DATASET RECORDS

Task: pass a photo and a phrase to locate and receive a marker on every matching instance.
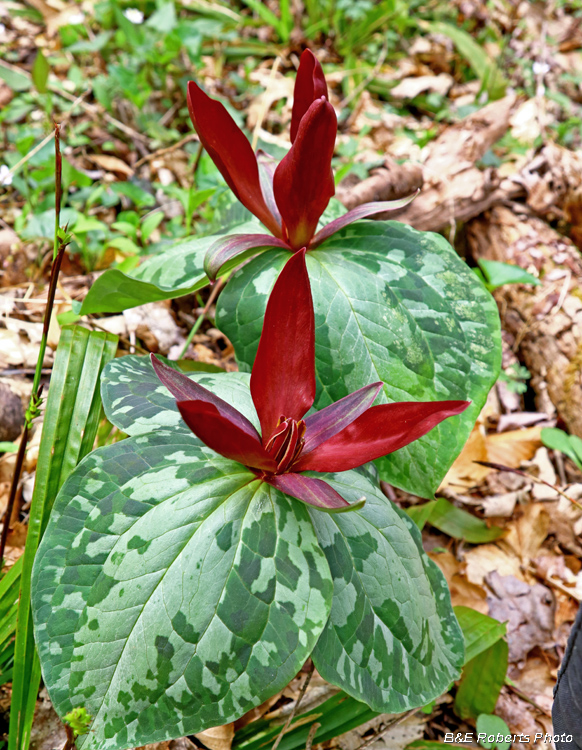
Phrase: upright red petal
(283, 377)
(309, 85)
(224, 437)
(303, 181)
(377, 432)
(230, 150)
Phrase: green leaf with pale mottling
(392, 639)
(173, 591)
(391, 304)
(136, 402)
(173, 273)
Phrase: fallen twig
(501, 467)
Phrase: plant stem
(200, 319)
(58, 187)
(35, 396)
(381, 732)
(295, 707)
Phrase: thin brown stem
(13, 490)
(295, 708)
(35, 396)
(200, 319)
(536, 480)
(311, 736)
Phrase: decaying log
(386, 183)
(454, 189)
(545, 322)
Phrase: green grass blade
(68, 432)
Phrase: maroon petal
(329, 421)
(309, 85)
(267, 166)
(236, 247)
(219, 433)
(360, 212)
(184, 389)
(231, 152)
(283, 377)
(377, 432)
(314, 492)
(303, 181)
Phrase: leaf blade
(376, 645)
(186, 522)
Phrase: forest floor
(478, 105)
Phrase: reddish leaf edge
(237, 246)
(360, 212)
(314, 492)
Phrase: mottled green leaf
(558, 440)
(392, 639)
(173, 591)
(421, 513)
(480, 631)
(173, 273)
(136, 402)
(481, 683)
(498, 274)
(391, 304)
(460, 524)
(493, 728)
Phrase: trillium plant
(288, 198)
(188, 571)
(341, 436)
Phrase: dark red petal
(219, 433)
(229, 149)
(377, 432)
(267, 165)
(184, 389)
(303, 182)
(314, 492)
(283, 377)
(235, 248)
(309, 85)
(360, 212)
(329, 421)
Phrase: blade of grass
(69, 430)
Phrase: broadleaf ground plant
(188, 571)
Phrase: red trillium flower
(341, 436)
(288, 198)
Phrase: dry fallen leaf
(409, 88)
(217, 738)
(507, 448)
(528, 611)
(526, 535)
(486, 558)
(463, 592)
(111, 163)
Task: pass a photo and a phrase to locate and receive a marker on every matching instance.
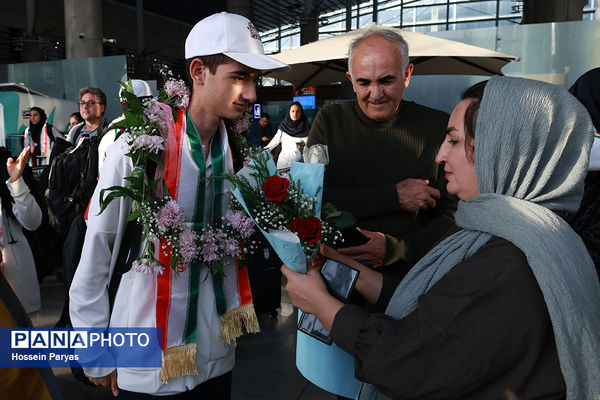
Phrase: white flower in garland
(150, 143)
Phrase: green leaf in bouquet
(154, 184)
(157, 159)
(328, 210)
(344, 220)
(135, 213)
(115, 192)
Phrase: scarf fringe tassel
(178, 361)
(233, 321)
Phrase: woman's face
(295, 113)
(460, 172)
(35, 116)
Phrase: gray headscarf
(531, 152)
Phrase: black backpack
(71, 182)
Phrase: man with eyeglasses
(92, 104)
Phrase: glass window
(390, 16)
(507, 22)
(425, 2)
(510, 8)
(431, 14)
(429, 28)
(479, 9)
(472, 25)
(591, 5)
(366, 19)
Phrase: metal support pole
(83, 28)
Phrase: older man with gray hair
(382, 157)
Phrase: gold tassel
(232, 321)
(178, 361)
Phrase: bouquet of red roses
(287, 209)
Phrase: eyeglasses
(89, 103)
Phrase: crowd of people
(478, 258)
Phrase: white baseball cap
(232, 35)
(140, 88)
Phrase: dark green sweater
(366, 160)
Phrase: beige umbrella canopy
(324, 61)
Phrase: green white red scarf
(232, 291)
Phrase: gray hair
(386, 33)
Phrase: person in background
(506, 306)
(92, 104)
(292, 134)
(20, 210)
(586, 221)
(260, 131)
(74, 119)
(40, 137)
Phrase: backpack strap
(50, 133)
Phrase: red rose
(308, 229)
(275, 188)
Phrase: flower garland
(160, 215)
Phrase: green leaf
(345, 220)
(157, 159)
(328, 210)
(133, 216)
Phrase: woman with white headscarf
(506, 306)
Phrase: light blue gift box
(327, 366)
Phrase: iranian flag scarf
(176, 314)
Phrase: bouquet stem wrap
(328, 367)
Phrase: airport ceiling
(265, 14)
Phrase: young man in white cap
(225, 56)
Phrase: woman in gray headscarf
(506, 306)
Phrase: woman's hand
(369, 281)
(15, 168)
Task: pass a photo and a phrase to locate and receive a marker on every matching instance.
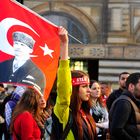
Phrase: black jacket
(122, 119)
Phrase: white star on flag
(47, 51)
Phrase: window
(74, 27)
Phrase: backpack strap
(68, 127)
(57, 128)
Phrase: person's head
(23, 44)
(95, 90)
(28, 102)
(80, 100)
(133, 84)
(105, 88)
(42, 102)
(122, 79)
(80, 87)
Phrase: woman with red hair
(73, 95)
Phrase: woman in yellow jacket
(73, 94)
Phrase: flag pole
(75, 39)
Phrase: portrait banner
(29, 47)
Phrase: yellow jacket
(64, 91)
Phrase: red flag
(15, 17)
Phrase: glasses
(123, 78)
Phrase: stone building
(108, 33)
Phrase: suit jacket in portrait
(28, 74)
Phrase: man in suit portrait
(21, 69)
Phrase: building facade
(104, 34)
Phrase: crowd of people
(80, 110)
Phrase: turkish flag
(16, 17)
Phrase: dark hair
(123, 73)
(76, 105)
(1, 85)
(132, 78)
(28, 102)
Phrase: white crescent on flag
(5, 25)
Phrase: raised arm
(63, 34)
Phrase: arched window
(74, 27)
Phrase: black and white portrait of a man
(21, 69)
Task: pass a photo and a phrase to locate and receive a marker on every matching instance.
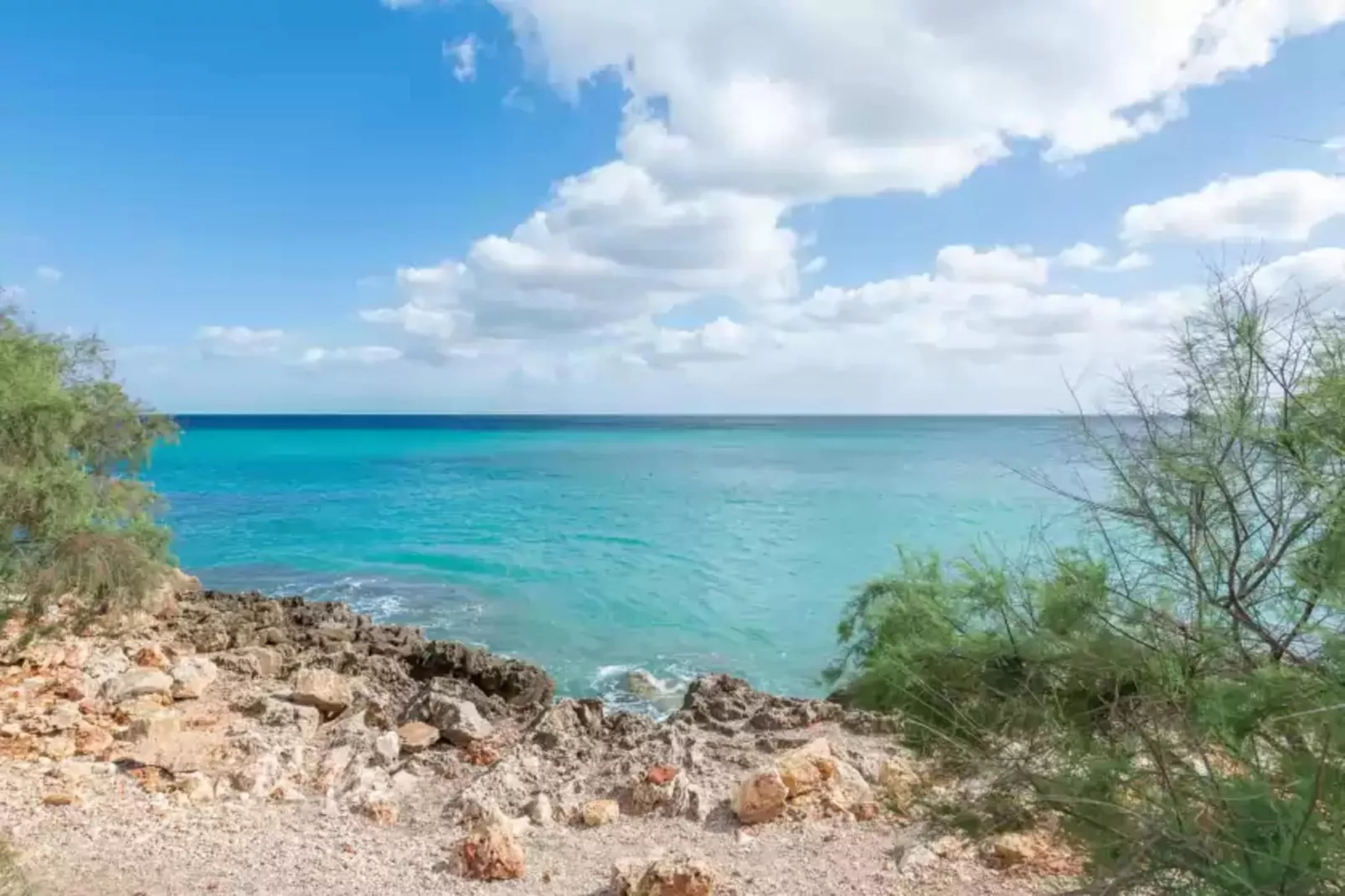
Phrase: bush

WORK INSTRUCTIONS
Go through the data above and transcribe it in full, omitting any image.

THE COMPLETED TASK
Task: pass a photo and a phrase to locate and receive a marker on every matching instance.
Phrase: upright red petal
(283, 377)
(309, 85)
(224, 437)
(303, 181)
(377, 432)
(230, 150)
Phrase: green leaf with pale mottling
(392, 639)
(173, 591)
(391, 304)
(136, 402)
(173, 273)
Phrase: fallen twig
(501, 467)
Phrase: plant stem
(200, 319)
(58, 187)
(35, 396)
(381, 732)
(295, 707)
Phrase: thin brown stem
(13, 490)
(295, 708)
(35, 396)
(200, 319)
(536, 480)
(311, 736)
Phrase: decaying log
(386, 183)
(454, 189)
(545, 322)
Phrase: green grass blade
(68, 432)
Phrase: maroon petal
(329, 421)
(309, 85)
(267, 166)
(236, 247)
(219, 433)
(360, 212)
(184, 389)
(231, 152)
(283, 377)
(377, 432)
(314, 492)
(303, 181)
Phrase: leaf blade
(376, 645)
(186, 522)
Phrase: forest floor
(478, 105)
Phrase: reddish leaf edge
(237, 246)
(360, 212)
(314, 492)
Phrase: mottled green leaf
(558, 440)
(392, 639)
(173, 591)
(421, 513)
(480, 631)
(173, 273)
(136, 402)
(481, 683)
(498, 274)
(391, 304)
(460, 524)
(493, 728)
Phrase: trillium plant
(288, 198)
(188, 571)
(341, 436)
Phrase: dark red petal
(219, 433)
(229, 149)
(377, 432)
(267, 165)
(184, 389)
(303, 182)
(314, 492)
(283, 377)
(235, 248)
(309, 85)
(360, 212)
(329, 421)
Phrase: blade of grass
(69, 430)
Phrase: broadleaf ground plant
(188, 571)
Phrase: red trillium flower
(341, 436)
(288, 198)
Phrase: dry fallen leaf
(409, 88)
(217, 738)
(507, 448)
(528, 611)
(526, 535)
(486, 558)
(463, 592)
(111, 163)
Task: pass a photo and a phrase to locate and receive a marker on every matching instance.
Phrase: white flower in garland
(150, 143)
Phrase: green leaf in bouquet
(154, 184)
(157, 159)
(328, 210)
(344, 220)
(135, 213)
(115, 192)
Phrase: scarf fringe tassel
(178, 361)
(233, 321)
Phrase: woman's face
(295, 113)
(460, 172)
(35, 116)
Phrase: gray headscarf
(531, 152)
Phrase: black backpack
(71, 182)
Phrase: man with eyeglasses
(92, 104)
Phrase: glass window
(390, 16)
(507, 22)
(425, 2)
(510, 8)
(431, 14)
(429, 28)
(479, 9)
(472, 25)
(591, 5)
(366, 19)
Phrase: metal support pole
(83, 28)
Phrase: older man with gray hair
(382, 157)
Phrase: gold tassel
(232, 321)
(178, 361)
Phrase: bouquet of red roses
(287, 209)
Phrase: eyeglasses
(89, 103)
Phrase: crowd of people
(478, 258)
Phrase: white baseball cap
(232, 35)
(140, 88)
Phrase: dark green sweater
(366, 160)
Phrase: beige umbrella canopy
(324, 61)
Phrase: green white red scarf
(232, 291)
Phrase: gray hair
(386, 33)
Phrase: person in background
(506, 306)
(92, 104)
(292, 134)
(20, 210)
(586, 221)
(260, 131)
(74, 119)
(40, 137)
Phrase: backpack strap
(50, 133)
Phrase: red rose
(308, 229)
(275, 188)
Phrase: flower garland
(160, 215)
Phrase: green leaf
(345, 220)
(157, 159)
(328, 210)
(133, 216)
Phrase: woman with white headscarf
(506, 306)
Phrase: light blue gift box
(327, 366)
Phrase: iranian flag scarf
(176, 314)
Phrase: bouquet stem wrap
(328, 367)
Phrase: airport ceiling
(265, 14)
Phrase: young man in white cap
(225, 56)
Phrase: woman in gray headscarf
(506, 306)
Phrase: woman's hand
(369, 281)
(15, 168)
Task: pass a photo and a phrase to locate and receive a marker on every matching instance.
Phrase: black jacket
(122, 119)
Phrase: white star on flag
(47, 51)
Phrase: window
(74, 27)
Phrase: backpack strap
(68, 127)
(57, 128)
Phrase: person's head
(23, 44)
(95, 90)
(28, 102)
(80, 100)
(133, 84)
(105, 88)
(42, 102)
(122, 79)
(80, 87)
Phrase: woman with red hair
(73, 95)
Phrase: woman in yellow jacket
(73, 94)
Phrase: flag pole
(75, 39)
Phrase: portrait banner
(29, 47)
Phrase: yellow jacket
(64, 91)
Phrase: red flag
(15, 17)
Phrase: glasses
(123, 78)
Phrase: stone building
(108, 33)
Phrase: suit jacket in portrait
(28, 74)
Phrase: man in suit portrait
(21, 69)
Phrase: building facade
(104, 34)
Phrase: crowd of people
(80, 110)
Phrase: turkish flag
(16, 17)
Phrase: dark hair
(123, 73)
(76, 105)
(1, 85)
(132, 78)
(28, 102)
Phrase: white crescent on flag
(5, 25)
Phrase: raised arm
(63, 34)
Phrase: arched window
(74, 27)
Phrase: black and white portrait of a man
(21, 69)
Task: pass a photo and a phrase to locate and receive a marker on every matching instance.
Phrase: bush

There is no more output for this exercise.